BEGIN Selected text

|Headache - Causes and Treatment Options|
Everyone gets a headache from time to time. Some get them more often than others do. There are several different types of headache and there are many factors that can trigger the onset of a headache. Some medications even list "headache" as a side affect. Some headaches can be the side affects of a more serious medical problem.
There are many different causes of the common headache. These causes include, but are not limited to, meningitis, glaucoma, temporal arteritis and brain tumor. There are very few illnesses that never show headache as a symptom. A high fever can also cause headache, as well as irritability and aggression. Headaches often occur after suffering a head injury, violent coughing, sneezing, or straining and (most commonly in males) occur after sex.
Headache is a term used to describe the pain in the face, neck and sometimes, upper back and shoulder area. The brain tissue and skull do not actually feel any pain. This is due to the lack of pain sensitive fibers. The nerves surrounding the scalp, face and neck are pain sensitive, however. This is what you feel when you experience a headache. It is believed that a headache develops because the blood vessels surrounding the head and face become irritated or tense.
There are several different types of headache, however, there are four main types. These types are vascular, tension, traction and inflammatory. Each type of headache has a distinct pain and reactions can vary from person to person.
Migraine is the most common of the vascular headaches. It is characterized by intense pain on one or both sides of the head. Migraines can also cause nausea or even vomiting. In some rare cases, disrupted vision can occur. Migraine headaches are more common in women than in men. Headache produced by fever, otherwise known as "toxic" headache, is the second most common of the vascular headache. Recurring headaches that cause intense pain are often called cluster headaches and they are also vascular headaches.
Tension headaches occur when the muscles in the face and neck tighten or tense up. The pain associated with this tightening can manifest itself in the forehead. Traction and inflammatory headaches are often symptoms of other conditions. These conditions can range from sinus infection to something as serious as stroke.

END Selected text
BEGIN Extracted material

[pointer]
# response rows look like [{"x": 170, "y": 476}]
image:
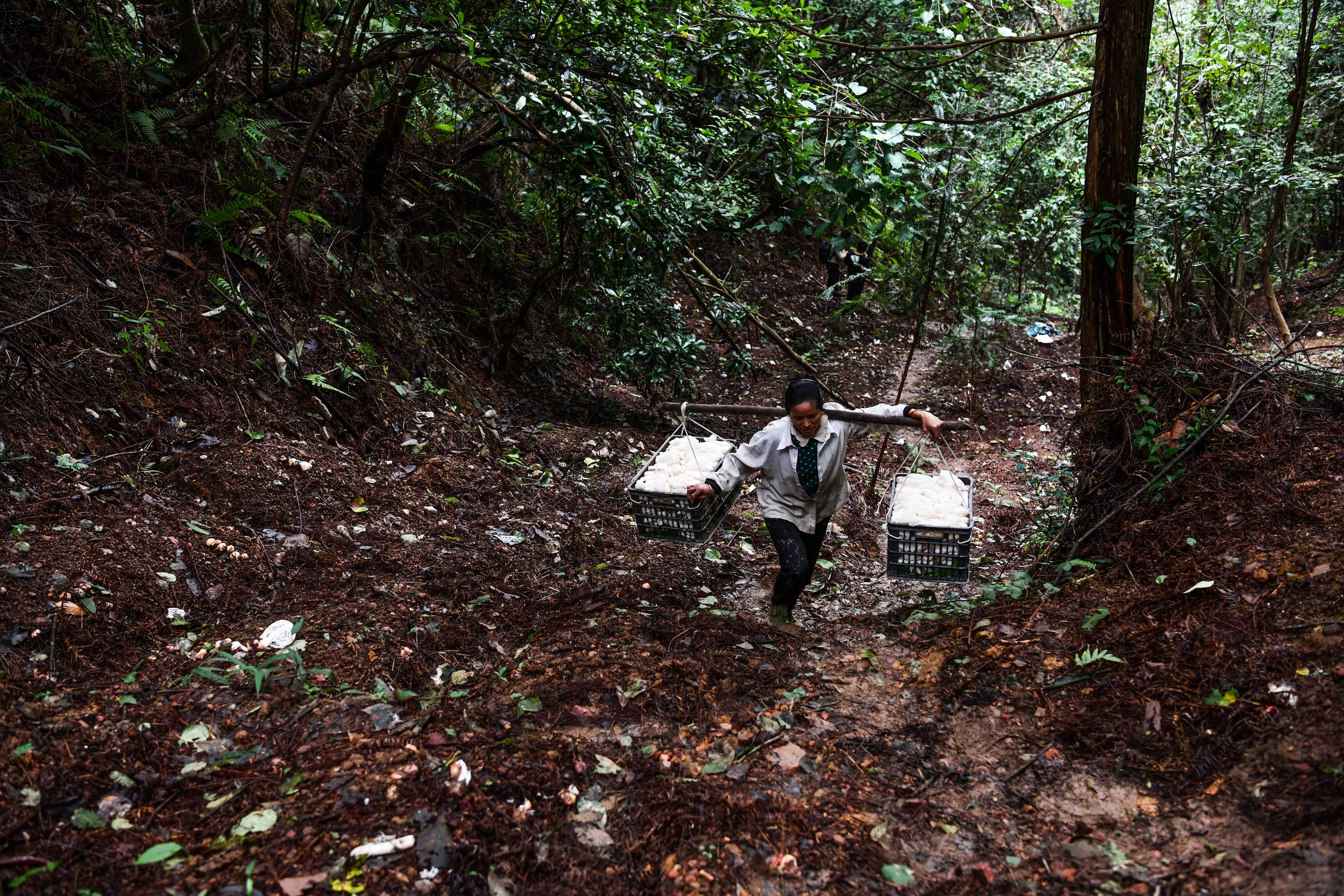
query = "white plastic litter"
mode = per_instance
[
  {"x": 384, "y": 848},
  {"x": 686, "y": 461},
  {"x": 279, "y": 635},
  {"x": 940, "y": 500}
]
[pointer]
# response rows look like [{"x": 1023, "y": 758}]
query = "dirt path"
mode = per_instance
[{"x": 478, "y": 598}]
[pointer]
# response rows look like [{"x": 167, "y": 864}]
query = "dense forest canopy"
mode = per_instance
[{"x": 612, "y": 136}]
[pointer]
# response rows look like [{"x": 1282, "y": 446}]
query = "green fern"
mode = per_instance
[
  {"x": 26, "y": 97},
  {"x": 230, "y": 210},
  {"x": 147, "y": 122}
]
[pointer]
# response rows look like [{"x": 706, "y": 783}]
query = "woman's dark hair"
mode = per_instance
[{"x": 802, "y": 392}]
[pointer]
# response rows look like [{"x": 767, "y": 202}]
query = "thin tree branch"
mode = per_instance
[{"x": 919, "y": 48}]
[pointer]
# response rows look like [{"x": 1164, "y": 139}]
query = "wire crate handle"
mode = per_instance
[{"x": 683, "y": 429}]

END Extracted material

Prompt A
Restate word for word everything in the headache text from "There are several different types of headache, however, there" down to "also vascular headaches.".
Prompt B
For each statement, say yes or no according to the headache text and quote the words that decide it: (i) The brain tissue and skull feel the pain of a headache. (ii) Migraine headaches are more common in women than in men. (iii) Tension headaches occur when the muscles in the face and neck tighten.

Task response A
There are several different types of headache, however, there are four main types. These types are vascular, tension, traction and inflammatory. Each type of headache has a distinct pain and reactions can vary from person to person.
Migraine is the most common of the vascular headaches. It is characterized by intense pain on one or both sides of the head. Migraines can also cause nausea or even vomiting. In some rare cases, disrupted vision can occur. Migraine headaches are more common in women than in men. Headache produced by fever, otherwise known as "toxic" headache, is the second most common of the vascular headache. Recurring headaches that cause intense pain are often called cluster headaches and they are also vascular headaches.

Task response B
(i) No: "The brain tissue and skull do not actually feel any pain."
(ii) Yes: "Migraine headaches are more common in women than in men."
(iii) Yes: "Tension headaches occur when the muscles in the face and neck tighten or tense up."